* Task data
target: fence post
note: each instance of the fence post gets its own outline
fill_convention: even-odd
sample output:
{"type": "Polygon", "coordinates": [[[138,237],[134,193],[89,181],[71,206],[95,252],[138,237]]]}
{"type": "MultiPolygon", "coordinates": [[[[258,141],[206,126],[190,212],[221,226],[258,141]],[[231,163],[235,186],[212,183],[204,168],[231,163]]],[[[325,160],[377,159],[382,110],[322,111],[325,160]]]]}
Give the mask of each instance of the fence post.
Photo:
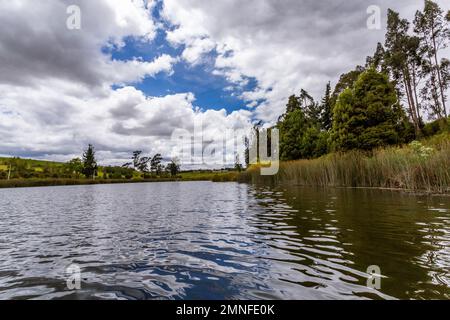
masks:
{"type": "Polygon", "coordinates": [[[11,178],[11,163],[9,164],[8,180],[11,178]]]}

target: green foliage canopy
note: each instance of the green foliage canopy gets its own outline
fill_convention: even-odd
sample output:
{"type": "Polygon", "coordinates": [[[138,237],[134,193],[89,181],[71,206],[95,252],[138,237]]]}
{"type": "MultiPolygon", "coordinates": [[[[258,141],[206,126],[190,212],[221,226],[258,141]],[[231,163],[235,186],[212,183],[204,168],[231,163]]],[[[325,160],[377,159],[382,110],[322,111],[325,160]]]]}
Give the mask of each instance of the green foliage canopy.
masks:
{"type": "Polygon", "coordinates": [[[369,69],[339,96],[333,110],[335,150],[371,150],[402,142],[406,116],[387,75],[369,69]]]}

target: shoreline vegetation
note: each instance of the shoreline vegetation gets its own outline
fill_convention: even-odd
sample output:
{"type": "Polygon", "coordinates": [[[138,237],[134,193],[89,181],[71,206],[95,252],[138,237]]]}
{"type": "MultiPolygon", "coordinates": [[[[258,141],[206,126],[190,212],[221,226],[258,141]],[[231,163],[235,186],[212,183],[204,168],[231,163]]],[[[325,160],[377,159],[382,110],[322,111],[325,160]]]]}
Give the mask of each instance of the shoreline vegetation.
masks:
{"type": "MultiPolygon", "coordinates": [[[[18,159],[16,159],[17,161],[18,159]]],[[[19,159],[33,164],[63,166],[63,163],[19,159]]],[[[0,170],[7,159],[0,158],[0,170]]],[[[427,194],[450,194],[450,133],[441,133],[404,146],[379,148],[370,152],[353,150],[331,153],[316,159],[281,161],[274,176],[262,176],[261,164],[245,171],[199,170],[180,172],[177,176],[143,178],[134,172],[132,178],[105,179],[99,167],[96,179],[29,178],[0,179],[1,188],[97,185],[120,183],[212,181],[240,182],[305,187],[373,188],[411,191],[427,194]]],[[[48,170],[48,169],[46,169],[48,170]]]]}
{"type": "Polygon", "coordinates": [[[388,9],[385,42],[364,66],[342,74],[334,89],[328,82],[320,101],[304,89],[291,95],[273,127],[255,124],[238,180],[450,193],[445,12],[432,0],[412,21],[388,9]],[[279,151],[271,148],[274,128],[279,151]],[[271,159],[280,159],[278,174],[260,175],[271,159]]]}
{"type": "Polygon", "coordinates": [[[96,185],[172,181],[236,181],[242,166],[221,170],[181,171],[178,160],[165,160],[161,154],[144,156],[134,151],[131,162],[122,166],[99,166],[92,145],[82,158],[69,162],[0,158],[0,188],[96,185]]]}
{"type": "Polygon", "coordinates": [[[229,182],[237,181],[238,173],[234,171],[192,171],[181,172],[177,177],[155,177],[135,179],[65,179],[65,178],[31,178],[0,180],[0,189],[5,188],[31,188],[31,187],[53,187],[53,186],[75,186],[75,185],[99,185],[99,184],[128,184],[128,183],[150,183],[150,182],[181,182],[181,181],[212,181],[229,182]]]}
{"type": "MultiPolygon", "coordinates": [[[[11,158],[12,159],[12,158],[11,158]]],[[[9,160],[11,160],[9,159],[9,160]]],[[[0,158],[5,172],[8,159],[0,158]]],[[[28,168],[41,171],[44,166],[63,167],[64,163],[15,159],[28,168]]],[[[353,150],[330,153],[316,159],[281,161],[274,176],[262,176],[261,164],[245,171],[185,171],[176,176],[146,177],[137,171],[128,178],[105,178],[99,167],[96,179],[88,178],[14,178],[0,179],[1,188],[97,185],[120,183],[212,181],[254,184],[279,184],[308,187],[375,188],[428,194],[450,194],[450,133],[441,133],[404,146],[391,146],[370,152],[353,150]]],[[[29,169],[30,170],[30,169],[29,169]]]]}
{"type": "Polygon", "coordinates": [[[274,176],[262,176],[260,167],[250,166],[239,175],[238,181],[450,194],[450,133],[414,141],[403,147],[281,161],[279,172],[274,176]]]}

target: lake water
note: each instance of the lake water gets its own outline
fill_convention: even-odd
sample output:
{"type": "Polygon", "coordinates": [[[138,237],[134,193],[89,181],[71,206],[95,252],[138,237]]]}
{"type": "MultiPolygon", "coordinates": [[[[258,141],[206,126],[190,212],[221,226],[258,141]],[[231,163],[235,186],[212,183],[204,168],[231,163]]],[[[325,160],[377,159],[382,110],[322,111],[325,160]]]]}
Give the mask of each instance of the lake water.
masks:
{"type": "Polygon", "coordinates": [[[0,299],[29,298],[450,299],[450,197],[211,182],[0,189],[0,299]],[[70,265],[80,290],[67,288],[70,265]],[[379,290],[367,286],[373,265],[379,290]]]}

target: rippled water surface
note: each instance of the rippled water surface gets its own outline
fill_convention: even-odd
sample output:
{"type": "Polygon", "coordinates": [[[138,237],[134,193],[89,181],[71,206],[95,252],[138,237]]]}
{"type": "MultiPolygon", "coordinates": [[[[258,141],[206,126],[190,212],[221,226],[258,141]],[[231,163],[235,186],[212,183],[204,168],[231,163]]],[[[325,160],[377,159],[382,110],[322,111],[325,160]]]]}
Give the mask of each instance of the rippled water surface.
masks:
{"type": "Polygon", "coordinates": [[[449,299],[450,198],[210,182],[3,189],[0,299],[19,298],[449,299]],[[371,265],[380,290],[367,287],[371,265]]]}

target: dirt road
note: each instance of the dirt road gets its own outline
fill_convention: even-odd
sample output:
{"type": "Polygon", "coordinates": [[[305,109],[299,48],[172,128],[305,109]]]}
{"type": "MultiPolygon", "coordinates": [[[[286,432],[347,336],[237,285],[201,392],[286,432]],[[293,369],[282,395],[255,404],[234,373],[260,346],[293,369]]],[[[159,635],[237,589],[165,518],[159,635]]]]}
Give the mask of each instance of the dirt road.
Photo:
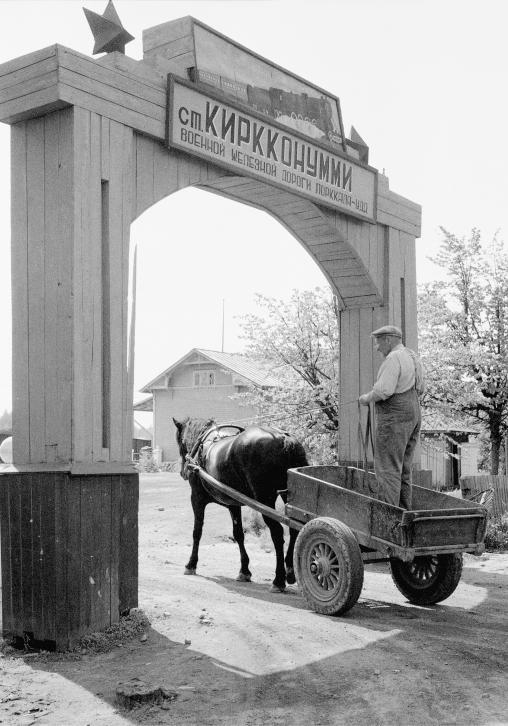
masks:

* Requirement
Repeat each line above exactly as it reads, omitting any pictures.

* Solution for this exercise
target: fence post
note: each instance of the fence post gets its own outline
fill_convention: even-odd
sample output:
{"type": "Polygon", "coordinates": [[[138,237],[134,193],[89,181],[71,206],[95,252],[138,237]]]}
{"type": "MultiPolygon", "coordinates": [[[[258,141],[206,126],[190,212],[221,226],[258,141]],[[231,163],[235,186],[212,183],[204,168],[231,163]]],[[[325,160],[377,159],[382,110],[322,111],[325,160]]]]}
Give the mask of each instance of the fence post.
Photo:
masks:
{"type": "Polygon", "coordinates": [[[11,178],[11,163],[9,164],[8,180],[11,178]]]}

target: green foliage canopy
note: each instance of the green foliage canopy gets its own outline
fill_convention: even-odd
sample output:
{"type": "Polygon", "coordinates": [[[138,237],[134,193],[89,181],[71,206],[95,252],[138,237]]]}
{"type": "MultiPolygon", "coordinates": [[[[258,141],[206,126],[190,212],[221,226],[258,141]],[[231,163],[235,186],[212,183],[204,168],[231,163]]],[[[325,160],[377,159],[382,110],[322,111],[325,160]]]]}
Give the mask of each instance of the green foliage canopy.
masks:
{"type": "Polygon", "coordinates": [[[369,69],[339,96],[333,110],[335,150],[371,150],[402,142],[406,116],[387,75],[369,69]]]}

target: shoreline vegetation
note: each instance of the shoreline vegetation gets its own outline
fill_convention: even-odd
sample output:
{"type": "Polygon", "coordinates": [[[138,237],[134,193],[89,181],[71,206],[95,252],[138,237]]]}
{"type": "MultiPolygon", "coordinates": [[[[258,141],[206,126],[190,212],[221,226],[258,141]],[[231,163],[235,186],[212,183],[204,168],[231,163]]],[[[325,160],[377,159],[382,110],[322,111],[325,160]]]]}
Give the mask of each instance of the shoreline vegetation.
masks:
{"type": "MultiPolygon", "coordinates": [[[[18,159],[16,159],[17,161],[18,159]]],[[[19,159],[33,164],[63,166],[63,163],[19,159]]],[[[0,170],[7,159],[0,158],[0,170]]],[[[427,194],[450,194],[450,133],[441,133],[404,146],[379,148],[370,152],[353,150],[331,153],[316,159],[281,161],[274,176],[262,176],[261,164],[245,171],[199,170],[180,172],[177,176],[143,178],[134,172],[132,178],[105,179],[99,167],[96,179],[29,178],[0,179],[1,188],[97,185],[120,183],[212,181],[240,182],[305,187],[373,188],[411,191],[427,194]]],[[[48,170],[48,169],[46,169],[48,170]]]]}
{"type": "Polygon", "coordinates": [[[388,9],[385,42],[364,66],[342,74],[334,89],[328,82],[320,101],[304,89],[291,95],[273,127],[255,124],[238,180],[450,193],[445,12],[432,0],[412,21],[388,9]],[[279,151],[271,148],[274,128],[279,151]],[[271,159],[280,159],[278,174],[260,175],[271,159]]]}
{"type": "Polygon", "coordinates": [[[96,185],[172,181],[236,181],[242,166],[221,170],[181,171],[178,160],[165,160],[161,154],[144,156],[134,151],[131,162],[122,166],[99,166],[92,145],[82,158],[69,162],[0,158],[0,188],[96,185]]]}
{"type": "Polygon", "coordinates": [[[229,182],[237,181],[238,173],[234,171],[192,171],[181,172],[177,177],[155,177],[135,179],[65,179],[65,178],[31,178],[0,180],[0,189],[5,188],[31,188],[31,187],[53,187],[53,186],[75,186],[75,185],[99,185],[99,184],[128,184],[128,183],[150,183],[150,182],[181,182],[181,181],[212,181],[229,182]]]}
{"type": "MultiPolygon", "coordinates": [[[[11,158],[12,159],[12,158],[11,158]]],[[[9,160],[11,160],[9,159],[9,160]]],[[[0,158],[5,172],[8,159],[0,158]]],[[[28,168],[41,171],[44,166],[63,167],[64,163],[15,159],[28,168]]],[[[353,150],[330,153],[316,159],[281,161],[274,176],[262,176],[261,164],[245,171],[185,171],[176,176],[146,177],[137,171],[128,178],[105,178],[99,167],[96,179],[88,178],[14,178],[0,179],[1,188],[97,185],[120,183],[212,181],[254,184],[279,184],[308,187],[375,188],[428,194],[450,194],[450,133],[441,133],[404,146],[391,146],[370,152],[353,150]]],[[[29,169],[30,170],[30,169],[29,169]]]]}
{"type": "Polygon", "coordinates": [[[274,176],[262,176],[260,167],[250,166],[239,175],[238,181],[450,194],[450,133],[414,141],[403,147],[281,161],[279,172],[274,176]]]}

target: lake water
note: each instance of the lake water gets its own outline
fill_convention: even-odd
sample output:
{"type": "Polygon", "coordinates": [[[138,237],[134,193],[89,181],[71,206],[95,252],[138,237]]]}
{"type": "MultiPolygon", "coordinates": [[[[258,141],[206,126],[190,212],[221,226],[258,141]],[[231,163],[235,186],[212,183],[204,168],[231,163]]],[[[325,160],[377,159],[382,110],[322,111],[325,160]]]]}
Give the mask of each instance of the lake water.
masks:
{"type": "Polygon", "coordinates": [[[0,299],[29,298],[450,299],[450,197],[211,182],[0,189],[0,299]],[[70,265],[80,290],[67,288],[70,265]],[[379,290],[367,286],[373,265],[379,290]]]}

target: rippled water surface
note: each instance of the rippled water surface gets its own outline
fill_convention: even-odd
sample output:
{"type": "Polygon", "coordinates": [[[138,237],[134,193],[89,181],[71,206],[95,252],[138,237]]]}
{"type": "MultiPolygon", "coordinates": [[[[258,141],[206,126],[190,212],[221,226],[258,141]],[[231,163],[235,186],[212,183],[204,168],[231,163]]],[[[325,160],[377,159],[382,110],[322,111],[325,160]]]]}
Give the mask of each instance of the rippled water surface.
masks:
{"type": "Polygon", "coordinates": [[[449,299],[450,198],[210,182],[3,189],[0,299],[19,298],[449,299]],[[371,265],[380,290],[367,287],[371,265]]]}

target: dirt road
note: each instance of the dirt road gets its own outline
fill_convention: even-odd
sample output:
{"type": "Polygon", "coordinates": [[[305,109],[299,48],[172,128],[305,109]]]}
{"type": "MultiPolygon", "coordinates": [[[[286,432],[347,336],[237,285],[201,392],[286,432]],[[293,369],[282,395],[255,404],[234,373],[260,346],[293,369]]],[[[159,635],[237,589],[165,518],[159,635]]]]}
Give the mask of each instance of the dirt road.
Photo:
masks:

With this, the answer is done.